* **Task details**: Exclude the pictures and reproduce the remaining data exactly as written.

* **Source data**:
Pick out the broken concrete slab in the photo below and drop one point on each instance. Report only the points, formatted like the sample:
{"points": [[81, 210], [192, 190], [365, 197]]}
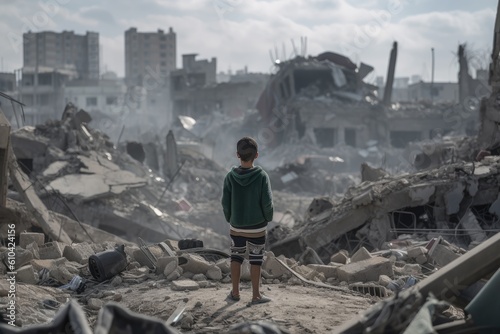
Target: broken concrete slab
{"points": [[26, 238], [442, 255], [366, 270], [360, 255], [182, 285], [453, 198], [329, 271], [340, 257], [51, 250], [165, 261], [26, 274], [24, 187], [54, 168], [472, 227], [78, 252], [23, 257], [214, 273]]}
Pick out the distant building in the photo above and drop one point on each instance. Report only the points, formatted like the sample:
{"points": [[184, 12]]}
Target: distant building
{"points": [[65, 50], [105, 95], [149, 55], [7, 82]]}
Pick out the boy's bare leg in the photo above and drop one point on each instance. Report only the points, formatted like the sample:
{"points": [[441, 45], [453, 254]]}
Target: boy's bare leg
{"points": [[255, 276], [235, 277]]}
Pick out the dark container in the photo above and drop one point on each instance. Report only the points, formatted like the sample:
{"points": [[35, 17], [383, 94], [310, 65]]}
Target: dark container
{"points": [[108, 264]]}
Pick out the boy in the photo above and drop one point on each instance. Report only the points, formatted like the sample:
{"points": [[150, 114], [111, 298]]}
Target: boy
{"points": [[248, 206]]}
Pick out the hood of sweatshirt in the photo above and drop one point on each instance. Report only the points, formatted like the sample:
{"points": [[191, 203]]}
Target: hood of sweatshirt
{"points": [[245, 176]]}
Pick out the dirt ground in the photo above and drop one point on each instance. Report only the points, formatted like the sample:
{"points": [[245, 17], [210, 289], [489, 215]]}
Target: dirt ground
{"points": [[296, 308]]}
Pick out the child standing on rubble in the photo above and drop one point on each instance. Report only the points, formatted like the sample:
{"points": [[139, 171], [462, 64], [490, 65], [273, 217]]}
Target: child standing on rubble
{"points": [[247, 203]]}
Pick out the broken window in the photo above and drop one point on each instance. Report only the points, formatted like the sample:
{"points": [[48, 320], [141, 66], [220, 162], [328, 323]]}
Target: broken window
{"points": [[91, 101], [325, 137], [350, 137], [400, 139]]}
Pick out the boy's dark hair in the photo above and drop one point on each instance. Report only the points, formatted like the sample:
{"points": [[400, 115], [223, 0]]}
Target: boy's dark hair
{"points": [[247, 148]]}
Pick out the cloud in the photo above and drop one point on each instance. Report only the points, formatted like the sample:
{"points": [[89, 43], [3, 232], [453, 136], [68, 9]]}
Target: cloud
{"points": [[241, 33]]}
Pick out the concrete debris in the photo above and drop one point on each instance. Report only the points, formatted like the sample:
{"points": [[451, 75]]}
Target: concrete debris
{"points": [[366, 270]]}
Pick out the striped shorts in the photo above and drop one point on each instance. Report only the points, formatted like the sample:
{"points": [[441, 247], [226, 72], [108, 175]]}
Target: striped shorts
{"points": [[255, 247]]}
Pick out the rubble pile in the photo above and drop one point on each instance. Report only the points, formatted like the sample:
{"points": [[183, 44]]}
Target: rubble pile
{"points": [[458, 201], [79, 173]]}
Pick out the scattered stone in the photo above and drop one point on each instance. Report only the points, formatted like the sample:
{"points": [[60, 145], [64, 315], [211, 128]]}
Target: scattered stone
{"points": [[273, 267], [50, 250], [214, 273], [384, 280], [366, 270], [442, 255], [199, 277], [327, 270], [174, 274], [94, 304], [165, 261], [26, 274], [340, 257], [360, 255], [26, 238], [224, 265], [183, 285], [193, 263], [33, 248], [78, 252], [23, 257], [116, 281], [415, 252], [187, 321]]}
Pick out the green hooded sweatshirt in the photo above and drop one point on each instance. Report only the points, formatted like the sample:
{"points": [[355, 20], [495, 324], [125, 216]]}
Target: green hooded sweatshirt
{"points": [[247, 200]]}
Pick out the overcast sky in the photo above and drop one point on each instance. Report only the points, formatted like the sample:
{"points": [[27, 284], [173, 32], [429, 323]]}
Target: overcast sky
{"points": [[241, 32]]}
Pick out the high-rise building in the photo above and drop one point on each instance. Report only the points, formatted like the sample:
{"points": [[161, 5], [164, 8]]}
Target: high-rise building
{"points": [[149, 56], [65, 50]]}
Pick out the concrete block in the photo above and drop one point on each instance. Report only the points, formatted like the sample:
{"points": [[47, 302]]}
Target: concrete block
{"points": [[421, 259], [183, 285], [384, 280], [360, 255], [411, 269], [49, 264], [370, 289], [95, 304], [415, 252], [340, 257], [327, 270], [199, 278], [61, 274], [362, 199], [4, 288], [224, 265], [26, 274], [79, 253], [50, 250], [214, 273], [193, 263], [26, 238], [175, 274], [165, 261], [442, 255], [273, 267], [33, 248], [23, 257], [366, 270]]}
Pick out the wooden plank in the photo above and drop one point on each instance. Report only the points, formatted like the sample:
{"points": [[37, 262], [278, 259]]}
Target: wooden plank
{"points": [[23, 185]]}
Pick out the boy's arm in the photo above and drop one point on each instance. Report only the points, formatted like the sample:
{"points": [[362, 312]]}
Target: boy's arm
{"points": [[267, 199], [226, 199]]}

* **Answer space**:
Pick out the broken concrete slab in the photo below and drop one point on each instance. Report only the points, formatted like the sample:
{"points": [[81, 210], [192, 190], [365, 197]]}
Target: broken concrete slab
{"points": [[26, 238], [442, 255], [366, 270], [360, 255], [182, 285], [453, 198], [329, 271], [340, 257], [51, 250], [165, 261], [26, 274], [24, 187], [54, 168], [472, 227], [78, 252], [23, 257], [214, 273]]}
Pick out the distant building in the photo above and drop one point on each instance. Report only the points, formatted like the sample:
{"points": [[184, 12]]}
Target: distant building
{"points": [[65, 50], [105, 95], [149, 55], [7, 82]]}
Pick out the boy's bare leg in the photo above and drop one point on each instance. Report only the points, formatted like the sample:
{"points": [[441, 45], [453, 254]]}
Target: boy's bare leg
{"points": [[255, 276], [235, 277]]}
Pick out the dark container in the photo above and drop one point on each instance. Report only the points, formatted like the sample:
{"points": [[35, 17], [383, 94], [310, 65]]}
Target: dark container
{"points": [[108, 264]]}
Pick out the boy in the photo above and drop one point on each instance. Report only the points, formatted like the sample:
{"points": [[150, 114], [111, 298]]}
Target: boy
{"points": [[248, 206]]}
Pick out the hood of sweatshirt in the photo above and drop one point on each instance. Report only the points, formatted like the sample:
{"points": [[191, 203]]}
Target: hood of sweatshirt
{"points": [[245, 176]]}
Pick out the dirt ground in the photo above and drop one point on each instance. Report only the points, formatted like the sample:
{"points": [[245, 17], [210, 289], [489, 215]]}
Target: dirt ground
{"points": [[296, 308]]}
Pick out the child standing on rubble in the photo above and drop one point on each instance. Report only the points, formatted like the sample:
{"points": [[139, 171], [462, 64], [490, 65], [273, 217]]}
Target: child standing on rubble
{"points": [[247, 203]]}
Pick out the broken window in the photo above and drop one point on each instance. Report only the points, formatted like the sample:
{"points": [[48, 320], [141, 66], [220, 162], [328, 323]]}
Target: broken window
{"points": [[91, 101], [325, 137], [350, 137], [400, 139]]}
Pick out the boy's dark hair in the photo above and drop one point on each instance. Report only the points, formatted like the sample:
{"points": [[400, 115], [223, 0]]}
Target: boy's dark hair
{"points": [[247, 148]]}
Pick out the cloud in the photo above and drop one point on each instance. Report only the points, formatted like the sample:
{"points": [[89, 43], [3, 232], [453, 136], [68, 9]]}
Target: cloud
{"points": [[241, 33]]}
Pick out the concrete debris in the photo above and drop one point on each instance. Report only the points, formatted like the sample:
{"points": [[451, 75]]}
Target: concrete debris
{"points": [[366, 270]]}
Pick out the striped shorts in the photo above and drop one point on each instance. Report only the points, formatted like the sample:
{"points": [[441, 247], [226, 72], [108, 175]]}
Target: striped shorts
{"points": [[255, 247]]}
Pick out the rubble pile in the photo above and drop one point on each instance. Report only the points, formatted like the sample:
{"points": [[183, 44]]}
Target: rubble pile
{"points": [[458, 201], [79, 173]]}
Pick out the scattered stone in the photo above and drop one point on each instance. Report only the points, formatted like the sample:
{"points": [[60, 145], [64, 315], [211, 128]]}
Target: scattered stone
{"points": [[273, 267], [50, 250], [214, 273], [384, 280], [366, 270], [442, 255], [199, 277], [327, 270], [174, 274], [94, 304], [165, 261], [26, 274], [340, 257], [360, 255], [26, 238], [224, 265], [183, 285], [193, 263], [33, 248], [78, 252], [23, 257], [116, 281], [415, 252], [187, 321]]}
Pick out the green hooded sweatshirt in the photo above and drop one point on each instance. Report only the points, formatted like the sample:
{"points": [[355, 20], [495, 324], [125, 216]]}
Target: green hooded sweatshirt
{"points": [[247, 200]]}
Pick out the overcast sky in the photo above and drop one point on each instance. Report only the points, formatted like the sample:
{"points": [[27, 284], [173, 32], [429, 323]]}
Target: overcast sky
{"points": [[241, 32]]}
Pick out the high-rise building in the photo above and drop one point on each instance. Report only the points, formatted like the sample:
{"points": [[161, 5], [164, 8]]}
Target: high-rise building
{"points": [[149, 56], [65, 50]]}
Pick out the concrete block in the photo above and drop one point on each instance. Report only the points, formatted like the sample:
{"points": [[47, 302]]}
Target: concrete block
{"points": [[421, 259], [183, 285], [384, 280], [360, 255], [411, 269], [49, 264], [370, 289], [95, 304], [415, 252], [340, 257], [327, 270], [199, 278], [61, 274], [362, 199], [4, 288], [224, 265], [26, 274], [79, 253], [50, 250], [214, 273], [193, 263], [26, 238], [175, 274], [165, 261], [442, 255], [273, 267], [33, 248], [23, 257], [366, 270]]}
Pick out the wooden plank in the photo above and drop one point on each instance. Report only the points, formatted like the sample:
{"points": [[37, 262], [278, 259]]}
Target: wooden plank
{"points": [[23, 185]]}
Pick out the boy's arm in the photo above and drop one point on each instance. Report only the points, formatted like the sample:
{"points": [[362, 312]]}
Target: boy's arm
{"points": [[267, 199], [226, 199]]}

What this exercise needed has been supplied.